What was the feul level when it failed?? I have a 2003 that when the tank gets lower than about 1/4 it doesn't like to start. Next time it fails, check out the level and if it's kinda low,add some fuel.
scott

Las Vegas, NV

#39 Mar 22, 2011
okay ive got the 1999 chevy sub 5.7 liter lt i just replaced the fuel pump,at 212,000.miles after driving it while the pump was going out for 5 months. found one online for 50 dollars in cluded in the price was shipping !! difficulty level my wife helped me ... Easy to do. So the whole time this was going on ive got the security light flashing .. Hot r cold its still does this, every so often ill try to start he truck when ever after a drive, long or short, or at its first start of the day .. okay so i hear all the things, fuel pump prime, a clicking in a silver box just under the dash bolted to the steering bracket on the left side..? what is that ? and then ill look up at the dash and the light is blinking!!!! so okay i dont have original keys but i dont think its chipped or works that waya anyhow and i dont have a remote for opening the doors.. now the onlything ive been able to try that i dont get much responce from doing is unpluging , battery, computer, that clicking shiny box, turn the key back wards and wait , well the only thing to do is turn the key off and on some times in 1 min, some times up to 20 mins or 30, it will turn on then, but what can i do for this ???
Justin

Carrollton, GA

#40 Mar 22, 2011
Hello Scott,

This is the bypass unit in your suburban. It is the security feature that is messing with you. I was going to replace my fuel pump since this is what my mechanic said to do but it is definitely electric with the computer system. If you go to this website and follow the instructions there it will help alot. That is where I went and once the security feature does this to me I follow the instructions and works like a charm every time. Just a little annoying and a little time consuming but I am not going to put a new computer and ignition in the vehicle to fix it. Here is the link. Hope it helps you out. http://gmcowners.com/gmc-forum/showthread.php...

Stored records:

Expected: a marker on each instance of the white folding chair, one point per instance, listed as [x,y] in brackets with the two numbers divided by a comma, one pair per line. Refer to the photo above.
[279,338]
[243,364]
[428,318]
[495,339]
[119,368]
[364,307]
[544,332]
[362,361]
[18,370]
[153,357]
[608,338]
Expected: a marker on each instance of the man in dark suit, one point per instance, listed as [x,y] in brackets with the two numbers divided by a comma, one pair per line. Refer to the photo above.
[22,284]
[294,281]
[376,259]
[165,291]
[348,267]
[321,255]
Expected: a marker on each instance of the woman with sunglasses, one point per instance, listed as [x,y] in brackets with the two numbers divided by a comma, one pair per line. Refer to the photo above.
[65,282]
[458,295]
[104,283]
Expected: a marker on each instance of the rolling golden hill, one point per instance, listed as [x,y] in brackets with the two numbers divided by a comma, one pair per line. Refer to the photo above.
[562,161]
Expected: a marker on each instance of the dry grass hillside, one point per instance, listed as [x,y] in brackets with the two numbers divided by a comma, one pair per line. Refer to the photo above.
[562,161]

PROBLEM REQUIREMENTS.
Answer these questions from the forum thread:
1. Below roughly what fuel level does the 2003 vehicle in the first post not like to start?
2. How much did Scott pay for the fuel pump he found online, and what did that price include?
3. What does Justin say he will not put in his vehicle to fix the problem?

SOLUTION FOR THIS TASK.
1. About 1/4 of a tank.
2. 50 dollars, with shipping included.
3. A new computer and ignition.